◆ SUA TAREFA ◆
Reescreva o trecho do texto de apoio entre "Um cão foi encontrado" e "contra os agressores.", inclusive, trocando "cão" por "cachorro".

◆ TEXTO DE APOIO ◆

Juizado em Bento recebe cerca de cinco casos por semana de maus tratos e abandono, mas advogados avaliam que lei é ineficiente

Um cão foi encontrado no bairro Aparecida com oito costelas fraturadas, precisou passar por transfusão de sangue e continua internado. Outro, no bairro Imigrante, com a garganta furada e o olho necrosado. Ele precisou passar por cirurgia para remover a necrose. Esses são apenas dois dos casos de maus tratos que ocorrem diariamente em Bento Gonçalves. A maioria fica sem punição, contudo, cada vez mais os ativistas buscam auxílio jurídico para levar os abusos até as últimas consequências.
Se os defensores dos animais estão fazendo sua parte, a crítica à legislação ainda encontra lugar entre advogados envolvidos com denúncias. Outra dificuldade é identificar os autores dos crimes, que muitas vezes ficam impunes por conta da falta de provas, ou a ausência de denúncias formais contra os agressores.

◆ DADOS FORNECIDOS ◆
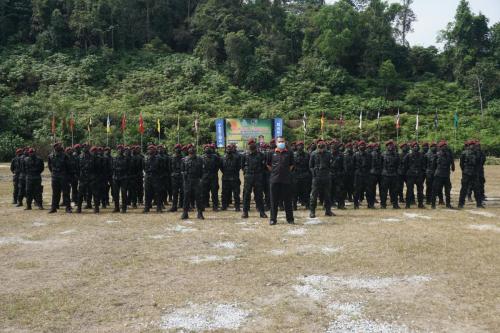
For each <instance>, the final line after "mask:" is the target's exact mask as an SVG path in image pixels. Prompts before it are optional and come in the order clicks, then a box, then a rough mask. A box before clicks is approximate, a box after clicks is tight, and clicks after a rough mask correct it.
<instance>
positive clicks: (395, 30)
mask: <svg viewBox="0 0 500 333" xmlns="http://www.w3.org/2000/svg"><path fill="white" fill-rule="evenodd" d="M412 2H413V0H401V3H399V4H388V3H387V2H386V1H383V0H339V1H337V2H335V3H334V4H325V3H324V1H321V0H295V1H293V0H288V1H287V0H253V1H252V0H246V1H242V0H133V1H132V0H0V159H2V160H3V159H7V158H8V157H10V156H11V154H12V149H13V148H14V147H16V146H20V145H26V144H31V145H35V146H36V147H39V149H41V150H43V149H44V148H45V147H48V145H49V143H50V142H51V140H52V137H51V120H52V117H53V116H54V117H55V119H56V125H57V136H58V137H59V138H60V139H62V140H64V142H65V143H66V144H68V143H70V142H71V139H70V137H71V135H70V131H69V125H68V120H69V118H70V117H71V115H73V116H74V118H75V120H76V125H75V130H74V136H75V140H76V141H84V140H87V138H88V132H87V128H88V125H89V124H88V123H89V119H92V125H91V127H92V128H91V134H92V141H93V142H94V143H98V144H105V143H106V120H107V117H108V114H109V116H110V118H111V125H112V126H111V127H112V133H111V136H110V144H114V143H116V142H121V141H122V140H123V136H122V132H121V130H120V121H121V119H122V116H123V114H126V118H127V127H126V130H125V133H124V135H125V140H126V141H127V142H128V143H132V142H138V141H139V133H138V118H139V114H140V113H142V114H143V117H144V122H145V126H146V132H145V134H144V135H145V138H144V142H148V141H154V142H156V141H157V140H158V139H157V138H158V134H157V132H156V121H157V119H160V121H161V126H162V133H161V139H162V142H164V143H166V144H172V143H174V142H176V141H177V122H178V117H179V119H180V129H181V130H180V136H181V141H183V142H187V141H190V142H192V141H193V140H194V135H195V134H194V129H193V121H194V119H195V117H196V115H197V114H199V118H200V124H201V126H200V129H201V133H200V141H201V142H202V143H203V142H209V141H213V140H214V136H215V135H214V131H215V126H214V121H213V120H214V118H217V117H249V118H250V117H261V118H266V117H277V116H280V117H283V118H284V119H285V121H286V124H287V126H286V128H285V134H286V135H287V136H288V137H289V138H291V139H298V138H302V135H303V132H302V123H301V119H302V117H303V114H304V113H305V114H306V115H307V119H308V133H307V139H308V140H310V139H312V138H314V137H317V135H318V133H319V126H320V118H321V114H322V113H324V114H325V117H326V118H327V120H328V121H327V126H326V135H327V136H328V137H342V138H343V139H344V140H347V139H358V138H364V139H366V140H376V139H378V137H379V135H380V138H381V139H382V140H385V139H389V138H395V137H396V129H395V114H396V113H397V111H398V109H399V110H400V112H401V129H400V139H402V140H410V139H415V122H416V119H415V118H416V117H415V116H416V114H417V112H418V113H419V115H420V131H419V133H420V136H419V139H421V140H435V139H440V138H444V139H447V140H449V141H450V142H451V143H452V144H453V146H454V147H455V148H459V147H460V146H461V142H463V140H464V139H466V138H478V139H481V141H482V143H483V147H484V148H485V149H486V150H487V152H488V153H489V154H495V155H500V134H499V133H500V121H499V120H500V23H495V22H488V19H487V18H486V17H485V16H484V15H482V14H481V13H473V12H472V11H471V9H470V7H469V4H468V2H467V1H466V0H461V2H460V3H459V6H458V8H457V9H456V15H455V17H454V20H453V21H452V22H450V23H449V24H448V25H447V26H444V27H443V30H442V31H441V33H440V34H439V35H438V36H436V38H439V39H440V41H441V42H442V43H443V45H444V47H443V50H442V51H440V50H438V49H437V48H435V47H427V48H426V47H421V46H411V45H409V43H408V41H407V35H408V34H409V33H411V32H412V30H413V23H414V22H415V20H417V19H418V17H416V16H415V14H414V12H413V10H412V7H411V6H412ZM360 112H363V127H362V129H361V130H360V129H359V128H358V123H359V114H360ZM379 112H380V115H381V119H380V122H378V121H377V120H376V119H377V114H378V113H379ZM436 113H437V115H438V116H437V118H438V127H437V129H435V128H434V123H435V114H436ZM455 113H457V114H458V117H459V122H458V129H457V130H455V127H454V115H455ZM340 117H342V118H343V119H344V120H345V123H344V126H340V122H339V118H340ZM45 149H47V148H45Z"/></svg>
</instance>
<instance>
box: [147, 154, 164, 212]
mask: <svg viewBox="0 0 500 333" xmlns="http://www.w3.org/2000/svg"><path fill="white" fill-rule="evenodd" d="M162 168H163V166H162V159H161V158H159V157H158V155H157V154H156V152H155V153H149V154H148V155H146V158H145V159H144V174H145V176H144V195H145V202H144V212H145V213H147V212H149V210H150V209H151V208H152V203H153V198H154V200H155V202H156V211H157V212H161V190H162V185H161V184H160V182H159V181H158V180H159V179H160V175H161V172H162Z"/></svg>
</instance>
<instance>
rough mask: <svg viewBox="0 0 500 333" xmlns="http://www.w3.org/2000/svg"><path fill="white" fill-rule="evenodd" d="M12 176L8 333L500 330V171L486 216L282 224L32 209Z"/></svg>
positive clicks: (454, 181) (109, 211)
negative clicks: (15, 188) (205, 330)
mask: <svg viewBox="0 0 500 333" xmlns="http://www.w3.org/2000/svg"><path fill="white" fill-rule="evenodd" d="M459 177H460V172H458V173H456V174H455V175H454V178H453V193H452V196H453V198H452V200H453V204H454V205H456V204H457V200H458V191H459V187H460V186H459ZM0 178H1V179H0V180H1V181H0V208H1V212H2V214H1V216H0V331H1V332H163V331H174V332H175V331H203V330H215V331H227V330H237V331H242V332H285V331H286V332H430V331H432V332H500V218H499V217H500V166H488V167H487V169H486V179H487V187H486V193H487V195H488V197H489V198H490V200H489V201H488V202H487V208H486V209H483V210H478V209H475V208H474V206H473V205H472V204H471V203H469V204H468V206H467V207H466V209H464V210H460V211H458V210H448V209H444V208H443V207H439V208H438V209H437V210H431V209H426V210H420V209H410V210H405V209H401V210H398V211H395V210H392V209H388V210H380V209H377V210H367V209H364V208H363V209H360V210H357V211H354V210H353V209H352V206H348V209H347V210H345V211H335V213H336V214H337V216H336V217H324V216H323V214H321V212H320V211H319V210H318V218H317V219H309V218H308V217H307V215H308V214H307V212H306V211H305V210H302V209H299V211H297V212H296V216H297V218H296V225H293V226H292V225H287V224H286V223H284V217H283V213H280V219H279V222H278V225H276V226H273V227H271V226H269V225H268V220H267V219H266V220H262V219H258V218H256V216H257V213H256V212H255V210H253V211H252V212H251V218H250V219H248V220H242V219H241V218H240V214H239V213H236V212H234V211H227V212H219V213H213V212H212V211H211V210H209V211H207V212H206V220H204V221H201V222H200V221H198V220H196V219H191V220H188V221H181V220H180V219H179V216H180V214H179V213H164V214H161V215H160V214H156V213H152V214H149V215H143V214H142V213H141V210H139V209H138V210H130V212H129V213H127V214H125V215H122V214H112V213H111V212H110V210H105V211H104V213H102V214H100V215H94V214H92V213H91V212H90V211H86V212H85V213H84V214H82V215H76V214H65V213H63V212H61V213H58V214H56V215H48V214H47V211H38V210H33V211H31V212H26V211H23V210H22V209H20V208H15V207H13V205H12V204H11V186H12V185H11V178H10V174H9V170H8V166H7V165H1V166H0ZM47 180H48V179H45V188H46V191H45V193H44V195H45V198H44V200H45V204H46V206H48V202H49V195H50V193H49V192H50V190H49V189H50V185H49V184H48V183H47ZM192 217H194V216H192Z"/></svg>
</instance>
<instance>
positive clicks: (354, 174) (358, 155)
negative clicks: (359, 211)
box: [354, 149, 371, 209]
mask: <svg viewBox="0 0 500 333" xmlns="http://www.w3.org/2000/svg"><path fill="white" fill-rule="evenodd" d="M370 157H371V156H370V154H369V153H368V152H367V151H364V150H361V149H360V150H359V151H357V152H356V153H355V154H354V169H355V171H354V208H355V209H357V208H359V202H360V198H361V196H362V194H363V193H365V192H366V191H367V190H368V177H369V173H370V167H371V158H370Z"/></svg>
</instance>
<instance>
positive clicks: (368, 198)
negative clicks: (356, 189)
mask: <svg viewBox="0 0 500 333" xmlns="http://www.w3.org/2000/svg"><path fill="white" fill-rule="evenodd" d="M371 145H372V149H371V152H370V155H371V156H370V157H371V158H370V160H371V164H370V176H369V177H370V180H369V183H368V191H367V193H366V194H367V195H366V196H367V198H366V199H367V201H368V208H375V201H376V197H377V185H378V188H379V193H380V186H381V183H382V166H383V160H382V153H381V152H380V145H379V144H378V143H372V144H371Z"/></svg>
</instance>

◆ EXERCÍCIO RESOLVIDO ◆
Um cachorro foi encontrado no bairro Aparecida com oito costelas fraturadas, precisou passar por transfusão de sangue e continua internado. Outro, no bairro Imigrante, com a garganta furada e o olho necrosado. Ele precisou passar por cirurgia para remover a necrose. Esses são apenas dois dos casos de maus tratos que ocorrem diariamente em Bento Gonçalves. A maioria fica sem punição, contudo, cada vez mais os ativistas buscam auxílio jurídico para levar os abusos até as últimas consequências.
Se os defensores dos animais estão fazendo sua parte, a crítica à legislação ainda encontra lugar entre advogados envolvidos com denúncias. Outra dificuldade é identificar os autores dos crimes, que muitas vezes ficam impunes por conta da falta de provas, ou a ausência de denúncias formais contra os agressores.